■ Brief:
Answer these questions from the passage on the 3D printed light shades:
(a) How many 3D printed light shades did the exhibition feature?
(b) What digital design software did the project use?
(c) Roughly how long did the first project in the class last?
Excerpted passage: Begin
Hello, my name is Brian Peters and I’m an assistant professor in the College of Architecture and Environmental Design (CAED). My students recently exhibited a series of 3D printed light shades for a week-long pop-up exhibition in the MuseLab titled Inspired By Nature: 3D Printed Bio-Luminaires. The exhibition featured thirteen 3D printed light shades with corresponding design boards, an interactive iPad application and a video showing the process from design to fabrication. The work was produced by upper-level undergraduate and graduate architecture students from the CAED for an elective titled Digital Crafting. This was the first project in the class, which lasted roughly 7 weeks, and served as an introduction to using digital design tools in combination with a digital fabrication tool; in this case 3D printing.
The main driver for the Digital Crafting course, which I have offered for past couple of years, is to introduce students to the idea of digital craft by working with a specific material, fabrication machine and technique throughout a given project. This is an important concept to understand as the architecture and the construction industry is increasingly using digital fabrication tools in combination with advanced design software. For this project, the focus was utilizing a 3D printer and the digital design software called Rhinoceros, and the challenge was to create a visually appealing pendant light design that is material efficient, geometrically complex, and able to be fabricated. Students needed to balance several design and fabrication parameters along with their design concept, to produce a success piece.
Excerpted passage: End
Available data: Begin
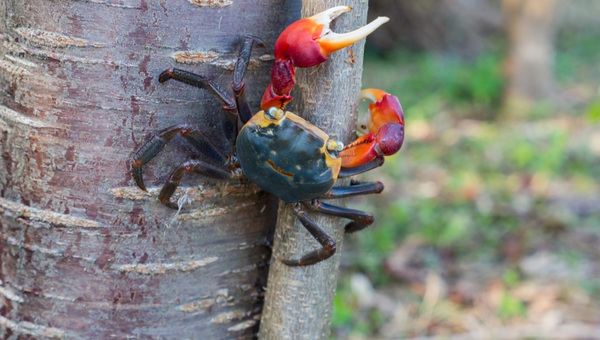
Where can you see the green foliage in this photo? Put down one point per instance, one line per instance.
(470, 186)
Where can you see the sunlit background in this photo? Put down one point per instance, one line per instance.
(489, 225)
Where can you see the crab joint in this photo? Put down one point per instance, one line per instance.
(383, 129)
(307, 43)
(274, 113)
(334, 145)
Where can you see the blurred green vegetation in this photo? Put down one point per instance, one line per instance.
(473, 186)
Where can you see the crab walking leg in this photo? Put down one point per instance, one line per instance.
(195, 166)
(360, 219)
(307, 43)
(190, 132)
(327, 243)
(354, 189)
(238, 86)
(230, 119)
(200, 82)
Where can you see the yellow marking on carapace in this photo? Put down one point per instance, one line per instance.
(262, 121)
(280, 170)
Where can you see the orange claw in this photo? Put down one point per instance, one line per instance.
(383, 129)
(306, 43)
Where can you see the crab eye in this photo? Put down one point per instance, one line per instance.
(333, 147)
(274, 113)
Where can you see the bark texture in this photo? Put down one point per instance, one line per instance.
(83, 252)
(299, 300)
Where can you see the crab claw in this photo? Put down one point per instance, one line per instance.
(307, 43)
(382, 128)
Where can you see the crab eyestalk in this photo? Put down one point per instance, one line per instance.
(383, 128)
(307, 43)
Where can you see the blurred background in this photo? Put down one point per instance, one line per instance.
(489, 226)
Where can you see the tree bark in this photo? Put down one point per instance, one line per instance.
(299, 300)
(83, 252)
(530, 59)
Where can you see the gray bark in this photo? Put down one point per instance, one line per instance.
(299, 300)
(83, 252)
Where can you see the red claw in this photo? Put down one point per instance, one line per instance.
(383, 129)
(306, 43)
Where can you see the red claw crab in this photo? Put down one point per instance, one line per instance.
(279, 151)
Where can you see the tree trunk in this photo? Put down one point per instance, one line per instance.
(299, 299)
(83, 252)
(529, 65)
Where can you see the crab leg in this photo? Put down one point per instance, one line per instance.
(355, 188)
(200, 82)
(191, 133)
(360, 219)
(327, 243)
(383, 129)
(229, 120)
(307, 43)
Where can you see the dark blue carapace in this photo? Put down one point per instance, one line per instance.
(287, 157)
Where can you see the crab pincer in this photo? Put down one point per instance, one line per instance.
(307, 43)
(382, 128)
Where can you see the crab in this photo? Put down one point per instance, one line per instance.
(278, 150)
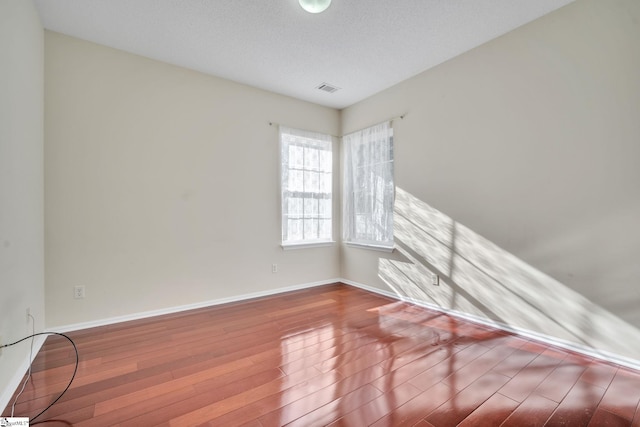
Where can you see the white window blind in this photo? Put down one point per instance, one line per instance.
(306, 184)
(369, 186)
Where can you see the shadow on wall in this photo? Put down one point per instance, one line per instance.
(480, 279)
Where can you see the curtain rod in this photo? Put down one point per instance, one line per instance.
(305, 130)
(401, 117)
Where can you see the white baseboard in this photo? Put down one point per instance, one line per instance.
(599, 354)
(177, 309)
(547, 339)
(16, 380)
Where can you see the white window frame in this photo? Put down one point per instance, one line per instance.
(368, 188)
(306, 185)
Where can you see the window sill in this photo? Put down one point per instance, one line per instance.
(371, 247)
(305, 245)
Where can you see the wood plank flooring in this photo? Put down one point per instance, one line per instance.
(329, 356)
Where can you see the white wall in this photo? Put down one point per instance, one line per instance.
(162, 186)
(21, 185)
(529, 146)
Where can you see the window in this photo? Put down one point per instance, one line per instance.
(369, 187)
(306, 184)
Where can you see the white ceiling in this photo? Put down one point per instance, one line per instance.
(361, 46)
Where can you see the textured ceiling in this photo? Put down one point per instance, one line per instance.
(360, 46)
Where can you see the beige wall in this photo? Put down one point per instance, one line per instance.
(525, 151)
(162, 186)
(21, 185)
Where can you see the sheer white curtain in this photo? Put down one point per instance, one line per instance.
(368, 186)
(306, 185)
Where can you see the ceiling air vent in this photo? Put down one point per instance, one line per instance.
(326, 87)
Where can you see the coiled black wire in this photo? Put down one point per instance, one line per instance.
(75, 370)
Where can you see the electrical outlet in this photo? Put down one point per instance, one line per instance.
(78, 292)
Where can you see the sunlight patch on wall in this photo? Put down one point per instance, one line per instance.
(481, 279)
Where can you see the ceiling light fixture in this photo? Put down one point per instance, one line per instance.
(314, 6)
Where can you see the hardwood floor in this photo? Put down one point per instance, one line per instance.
(333, 355)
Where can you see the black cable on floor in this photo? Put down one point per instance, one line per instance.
(30, 362)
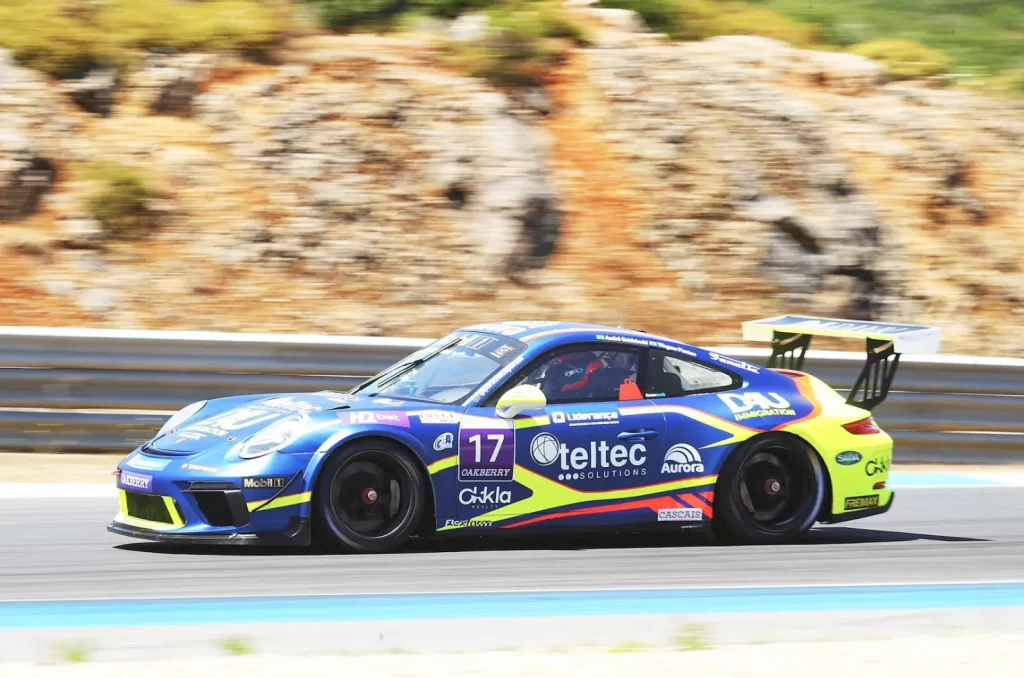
Available data: End
■ Response area:
(a) Thirteen.
(b) Rhinoceros.
(c) Roughly 7 weeks.